WHAT YOU SHOULD DO: Filter the entries below, copying every line that holds the string "barred". Case counts.

Point labeling dataset excerpts:
□ □ □ □ □ □ □

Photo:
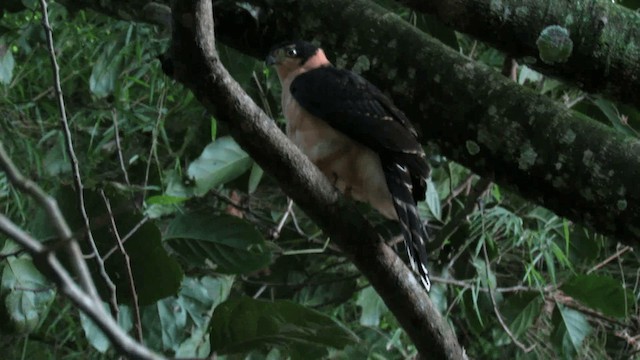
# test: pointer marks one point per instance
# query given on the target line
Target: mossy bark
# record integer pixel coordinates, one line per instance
(606, 37)
(575, 167)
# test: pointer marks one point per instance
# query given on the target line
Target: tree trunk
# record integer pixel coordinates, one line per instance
(577, 168)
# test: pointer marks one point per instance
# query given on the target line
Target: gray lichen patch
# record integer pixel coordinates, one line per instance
(587, 158)
(362, 64)
(554, 44)
(472, 147)
(527, 157)
(568, 137)
(559, 183)
(621, 204)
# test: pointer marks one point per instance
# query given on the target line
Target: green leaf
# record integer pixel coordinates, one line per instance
(372, 307)
(330, 288)
(7, 63)
(234, 245)
(155, 274)
(27, 294)
(165, 323)
(165, 200)
(200, 297)
(599, 292)
(522, 310)
(570, 329)
(255, 177)
(105, 72)
(96, 337)
(610, 110)
(221, 161)
(240, 325)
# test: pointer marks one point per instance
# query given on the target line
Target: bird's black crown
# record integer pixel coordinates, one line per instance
(300, 49)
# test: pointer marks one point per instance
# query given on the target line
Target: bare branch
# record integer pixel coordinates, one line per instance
(47, 260)
(119, 147)
(615, 256)
(193, 61)
(76, 252)
(127, 259)
(57, 220)
(504, 325)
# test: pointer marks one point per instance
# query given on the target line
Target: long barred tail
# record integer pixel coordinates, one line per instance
(415, 235)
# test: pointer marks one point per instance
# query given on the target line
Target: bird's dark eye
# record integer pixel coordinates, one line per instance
(292, 52)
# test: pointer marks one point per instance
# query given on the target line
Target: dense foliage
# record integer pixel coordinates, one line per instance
(221, 262)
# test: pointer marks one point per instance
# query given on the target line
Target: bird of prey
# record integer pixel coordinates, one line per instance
(355, 135)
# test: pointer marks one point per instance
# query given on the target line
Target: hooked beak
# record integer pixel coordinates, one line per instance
(270, 60)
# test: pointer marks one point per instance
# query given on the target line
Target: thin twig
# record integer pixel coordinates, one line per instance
(487, 268)
(69, 142)
(126, 237)
(504, 325)
(84, 301)
(55, 215)
(119, 147)
(154, 144)
(275, 233)
(127, 259)
(617, 254)
(468, 284)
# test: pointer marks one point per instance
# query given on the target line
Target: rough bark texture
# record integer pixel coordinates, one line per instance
(605, 36)
(193, 61)
(577, 168)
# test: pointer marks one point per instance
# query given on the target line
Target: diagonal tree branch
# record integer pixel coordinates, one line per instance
(603, 35)
(193, 60)
(576, 167)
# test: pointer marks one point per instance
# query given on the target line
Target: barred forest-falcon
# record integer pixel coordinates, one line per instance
(357, 137)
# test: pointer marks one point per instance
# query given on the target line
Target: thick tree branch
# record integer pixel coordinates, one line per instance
(193, 61)
(605, 36)
(577, 168)
(528, 143)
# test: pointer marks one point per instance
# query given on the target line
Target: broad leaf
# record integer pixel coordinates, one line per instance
(372, 307)
(7, 63)
(570, 329)
(221, 161)
(104, 74)
(26, 293)
(522, 310)
(240, 325)
(599, 292)
(232, 244)
(180, 323)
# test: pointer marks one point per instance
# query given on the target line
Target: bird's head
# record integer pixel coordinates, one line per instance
(295, 56)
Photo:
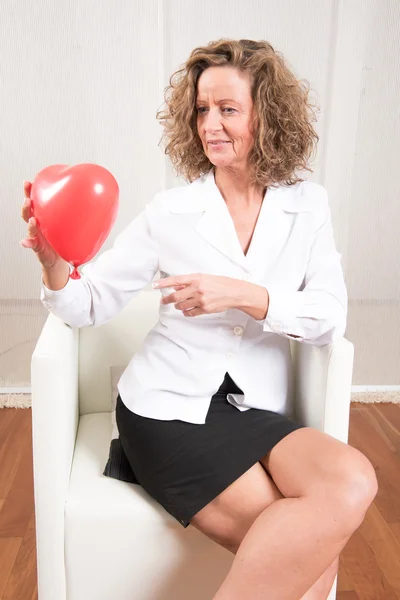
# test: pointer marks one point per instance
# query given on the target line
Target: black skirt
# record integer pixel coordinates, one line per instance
(184, 466)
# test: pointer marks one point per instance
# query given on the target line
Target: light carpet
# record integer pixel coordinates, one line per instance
(24, 400)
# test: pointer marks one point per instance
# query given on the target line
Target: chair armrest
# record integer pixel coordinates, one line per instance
(55, 418)
(322, 386)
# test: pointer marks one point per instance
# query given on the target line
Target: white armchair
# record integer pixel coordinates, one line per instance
(99, 538)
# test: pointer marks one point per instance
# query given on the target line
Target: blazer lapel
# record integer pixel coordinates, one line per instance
(215, 224)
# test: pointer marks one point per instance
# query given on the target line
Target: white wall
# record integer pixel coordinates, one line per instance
(81, 81)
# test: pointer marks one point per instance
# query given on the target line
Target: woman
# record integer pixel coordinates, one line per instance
(247, 262)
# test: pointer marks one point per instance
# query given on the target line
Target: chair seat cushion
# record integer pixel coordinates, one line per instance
(120, 543)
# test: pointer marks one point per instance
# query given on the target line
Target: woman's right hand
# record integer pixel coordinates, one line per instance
(35, 240)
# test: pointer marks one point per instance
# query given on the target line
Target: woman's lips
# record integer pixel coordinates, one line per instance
(217, 145)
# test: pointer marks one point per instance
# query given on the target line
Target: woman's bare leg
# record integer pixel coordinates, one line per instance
(287, 549)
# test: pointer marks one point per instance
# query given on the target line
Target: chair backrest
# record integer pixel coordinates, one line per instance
(112, 345)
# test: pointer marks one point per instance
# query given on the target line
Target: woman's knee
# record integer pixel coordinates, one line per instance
(355, 487)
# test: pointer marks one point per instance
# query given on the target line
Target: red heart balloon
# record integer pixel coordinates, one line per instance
(75, 208)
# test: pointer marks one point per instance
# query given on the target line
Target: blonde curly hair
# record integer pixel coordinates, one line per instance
(284, 138)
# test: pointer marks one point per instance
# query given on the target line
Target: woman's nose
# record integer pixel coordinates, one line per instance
(213, 121)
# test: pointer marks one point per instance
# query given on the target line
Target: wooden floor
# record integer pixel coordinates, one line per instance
(369, 564)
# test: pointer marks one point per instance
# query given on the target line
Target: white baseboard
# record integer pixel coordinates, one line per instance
(15, 390)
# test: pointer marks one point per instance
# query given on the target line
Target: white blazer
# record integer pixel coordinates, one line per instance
(183, 360)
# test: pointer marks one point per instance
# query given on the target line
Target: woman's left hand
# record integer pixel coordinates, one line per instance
(200, 294)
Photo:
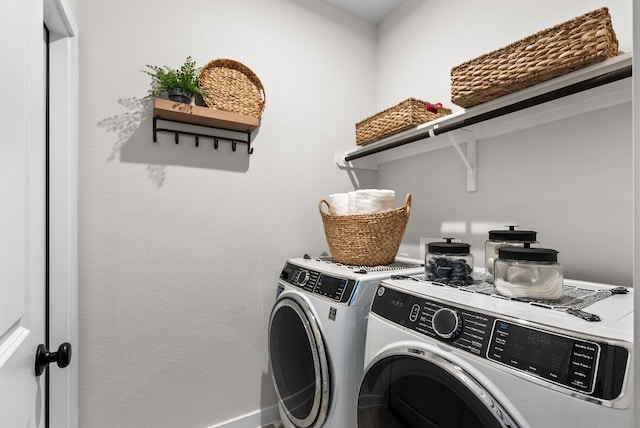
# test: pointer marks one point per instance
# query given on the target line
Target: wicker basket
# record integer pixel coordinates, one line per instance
(365, 239)
(228, 85)
(407, 114)
(566, 47)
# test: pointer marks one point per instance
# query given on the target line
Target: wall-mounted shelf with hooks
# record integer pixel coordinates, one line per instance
(599, 86)
(174, 112)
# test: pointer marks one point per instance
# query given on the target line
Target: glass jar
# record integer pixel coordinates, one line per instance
(531, 273)
(501, 238)
(449, 263)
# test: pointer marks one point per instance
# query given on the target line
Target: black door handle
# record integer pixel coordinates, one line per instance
(44, 357)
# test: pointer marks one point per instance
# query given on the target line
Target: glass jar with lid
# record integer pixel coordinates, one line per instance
(530, 273)
(512, 238)
(449, 263)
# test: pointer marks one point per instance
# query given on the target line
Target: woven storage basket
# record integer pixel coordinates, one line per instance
(228, 85)
(566, 47)
(365, 239)
(407, 114)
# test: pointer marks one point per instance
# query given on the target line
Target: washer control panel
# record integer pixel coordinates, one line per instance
(588, 367)
(332, 287)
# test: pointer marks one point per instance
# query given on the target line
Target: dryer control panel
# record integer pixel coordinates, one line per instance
(332, 287)
(589, 367)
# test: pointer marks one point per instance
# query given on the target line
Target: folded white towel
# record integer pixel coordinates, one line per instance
(351, 196)
(339, 203)
(364, 201)
(370, 201)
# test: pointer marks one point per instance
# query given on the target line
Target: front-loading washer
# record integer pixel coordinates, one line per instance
(440, 356)
(316, 337)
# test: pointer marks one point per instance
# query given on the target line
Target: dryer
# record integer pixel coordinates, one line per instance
(439, 356)
(317, 331)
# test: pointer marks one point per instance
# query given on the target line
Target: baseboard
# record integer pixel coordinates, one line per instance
(256, 419)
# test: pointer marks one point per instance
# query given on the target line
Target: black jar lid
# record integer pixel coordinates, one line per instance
(528, 254)
(513, 235)
(449, 247)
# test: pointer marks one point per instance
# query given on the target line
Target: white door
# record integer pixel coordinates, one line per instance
(23, 188)
(22, 217)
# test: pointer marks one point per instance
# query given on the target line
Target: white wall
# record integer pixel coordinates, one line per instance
(181, 247)
(571, 180)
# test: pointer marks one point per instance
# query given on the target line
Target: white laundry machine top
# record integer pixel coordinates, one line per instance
(338, 282)
(552, 344)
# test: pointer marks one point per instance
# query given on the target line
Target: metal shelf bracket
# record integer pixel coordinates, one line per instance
(468, 159)
(197, 136)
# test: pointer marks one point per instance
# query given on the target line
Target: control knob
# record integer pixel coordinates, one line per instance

□ □ □ □ □ □ □

WORKED SOLUTION:
Target: long barred tail
Target: barred forest-falcon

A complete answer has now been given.